__Text excerpt__
+--

As described in the Dylan Reference Manual , in the Dylan language the basic unit of compilation is the library. FIXME: more to say about this.
A LID file is composed of entries of the form
keyword: ,
similar to mail headers and to the Dylan file header format. For
reasons of backwards compatibility, d2c supports the list of
source files to appear as the "main body" of the LID file, after
the header and a blank line. In the Dylan Interchange Format
LID, there is a valueFiles: entry which is used
instead.
d2c recognizes these LID entries:
Library:
dylan-library-name
The Dylan name for the library that we are defining. There
must be a corresponding define library
somewhere in the source for this library.
Files:
list-of-source-files
A whitespace-separated list of source files that constitute
this library. The .dylan extension can be
omitted. Note that you can continue header statements on the
next line by indenting the continuation line with whitespace.
Executable:
result-file-name
Specifies that we are building a runnable application rather than a library. The executable is generated with the specified name.
Linker-options:
various-ld-flags
This option specifies flags which must be passed to
ld when linking against this
library. This is primarily used when a foreign library is
called via one of the undocumented callout mechanisms. For
example, Dylan.lid specifies
-lm so that it can use the math
library. This dependency is automatically propagated to
users of the library.
Unique-ID-base:
decimal-integer
Unique class identifiers for classes defined in this library are assigned sequentially starting with the specified integer. This should always be specified, but you won't get a sensible error if it is missing. The base should be sufficiently far from the base for any other library so that class IDs won't overlap. You will get a compile-time error if overlap occurs. A good base for user code would be 30000.
The Unique ID is used for multimethod dispatch, and it is bound to go away in the near future.

+--

__Supplied information__

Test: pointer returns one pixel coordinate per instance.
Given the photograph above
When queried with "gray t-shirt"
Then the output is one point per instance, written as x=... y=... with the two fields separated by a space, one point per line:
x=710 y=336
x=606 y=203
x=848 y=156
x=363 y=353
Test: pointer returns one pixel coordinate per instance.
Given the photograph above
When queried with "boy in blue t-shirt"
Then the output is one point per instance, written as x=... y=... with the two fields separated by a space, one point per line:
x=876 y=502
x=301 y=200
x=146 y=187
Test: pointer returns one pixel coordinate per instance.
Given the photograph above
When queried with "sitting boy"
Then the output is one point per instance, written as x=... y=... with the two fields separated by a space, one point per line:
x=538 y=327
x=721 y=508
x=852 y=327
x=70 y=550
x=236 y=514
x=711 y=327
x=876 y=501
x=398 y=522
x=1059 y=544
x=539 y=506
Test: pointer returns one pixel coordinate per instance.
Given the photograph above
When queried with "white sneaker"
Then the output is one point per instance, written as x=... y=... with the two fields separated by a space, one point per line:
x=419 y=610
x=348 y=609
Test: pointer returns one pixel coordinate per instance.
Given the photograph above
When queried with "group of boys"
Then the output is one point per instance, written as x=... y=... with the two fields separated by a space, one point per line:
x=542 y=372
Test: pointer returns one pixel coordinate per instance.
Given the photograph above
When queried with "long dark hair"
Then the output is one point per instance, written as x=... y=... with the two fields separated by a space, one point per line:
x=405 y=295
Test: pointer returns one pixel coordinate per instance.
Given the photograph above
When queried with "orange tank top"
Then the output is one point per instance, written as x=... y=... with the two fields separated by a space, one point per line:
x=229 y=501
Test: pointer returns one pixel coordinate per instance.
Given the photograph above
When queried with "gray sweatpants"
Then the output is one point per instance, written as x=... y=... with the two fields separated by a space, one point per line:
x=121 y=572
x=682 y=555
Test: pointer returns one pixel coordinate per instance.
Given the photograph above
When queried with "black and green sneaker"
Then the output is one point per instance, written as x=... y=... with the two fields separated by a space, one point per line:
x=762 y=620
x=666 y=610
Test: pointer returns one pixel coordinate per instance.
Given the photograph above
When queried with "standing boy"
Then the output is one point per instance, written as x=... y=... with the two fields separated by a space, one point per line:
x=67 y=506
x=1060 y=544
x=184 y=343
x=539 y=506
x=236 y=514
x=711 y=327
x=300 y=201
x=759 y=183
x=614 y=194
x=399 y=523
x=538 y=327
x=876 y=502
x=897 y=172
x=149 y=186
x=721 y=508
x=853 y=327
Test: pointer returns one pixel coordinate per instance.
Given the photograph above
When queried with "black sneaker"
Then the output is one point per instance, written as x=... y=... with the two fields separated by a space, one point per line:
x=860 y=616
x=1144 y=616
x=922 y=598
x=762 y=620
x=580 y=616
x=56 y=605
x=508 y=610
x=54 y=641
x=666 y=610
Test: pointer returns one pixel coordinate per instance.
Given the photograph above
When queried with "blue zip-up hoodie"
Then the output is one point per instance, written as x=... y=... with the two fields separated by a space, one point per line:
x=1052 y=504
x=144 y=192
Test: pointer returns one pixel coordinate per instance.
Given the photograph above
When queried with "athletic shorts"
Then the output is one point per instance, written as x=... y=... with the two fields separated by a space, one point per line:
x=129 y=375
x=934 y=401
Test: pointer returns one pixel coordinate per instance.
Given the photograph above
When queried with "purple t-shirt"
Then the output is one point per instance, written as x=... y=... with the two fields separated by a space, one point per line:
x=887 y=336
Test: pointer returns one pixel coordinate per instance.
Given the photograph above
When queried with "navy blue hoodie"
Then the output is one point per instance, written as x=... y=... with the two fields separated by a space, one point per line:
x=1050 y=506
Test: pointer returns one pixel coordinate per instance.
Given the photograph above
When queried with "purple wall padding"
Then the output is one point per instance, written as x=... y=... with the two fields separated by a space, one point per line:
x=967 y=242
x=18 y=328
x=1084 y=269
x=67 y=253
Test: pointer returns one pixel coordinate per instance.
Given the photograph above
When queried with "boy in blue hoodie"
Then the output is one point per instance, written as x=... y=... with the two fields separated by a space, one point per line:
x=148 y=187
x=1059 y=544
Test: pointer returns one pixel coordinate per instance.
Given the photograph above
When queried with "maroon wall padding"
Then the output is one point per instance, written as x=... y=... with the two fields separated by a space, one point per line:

+--

__Short exercise 1__
Answer these questions from the text on LID files, one line per answer, marked (a), (b) and (c) like the questions:
(a) What is the basic unit of compilation in the Dylan language?
(b) Which file extension can be left out of the Files entry?
(c) What number is suggested as a good Unique-ID-base for user code?
__Short exercise 2__
List every LID entry keyword that the text on LID files says d2c recognizes.
__Short exercise 3__
Continue the text on LID files from the point where it ends.

__Right answer 1__
(a) The library.
(b) The .dylan extension.
(c) 30000.

__Right answer 2__
Library:
Files:
Executable:
Linker-options:
Unique-ID-base:

__Right answer 3__
Entry-Point:
dylan-module:
dylan-variable
When generating an executable, this LID option
specifies which Dylan function is called as the main entry
point. You can also have no main entry point, in which
case the program exits after running all of the top level
forms. This entry-point function is called with two
arguments, argc (an integer) and argv (a raw
pointer). Note that this is incompatible with Mindy, and
rather brutal as well. You can get the mindy semantics
of calling Extensions:Main by using the
Extensions module in your main module
and then specifying: Entry-Point:
in the LID
file. The mymodule:%main%Main function parses the
arguments and then calls Main.
This header item is deprecated. Just use the side effect of top-level statements instead.
Unit-prefix:
c_legal_identifier_fragment
This prefix is used to make the C translation of names in this library unique w.r.t. any other libraries that might be used. This defaults to the library name, mangled according to the Dylan-to-C name mangling rules. You shouldn't need this.
Features:
features-list
The argument is a space-separated list of features
or misfeatures. If the token begins with
~, then the rest of the token is
interpreted as a feature to remove. Otherwise, the token
is added as a feature.
Float-precision:
Used to determine the precision of floating-point
constants that are not suffixed with precision markers.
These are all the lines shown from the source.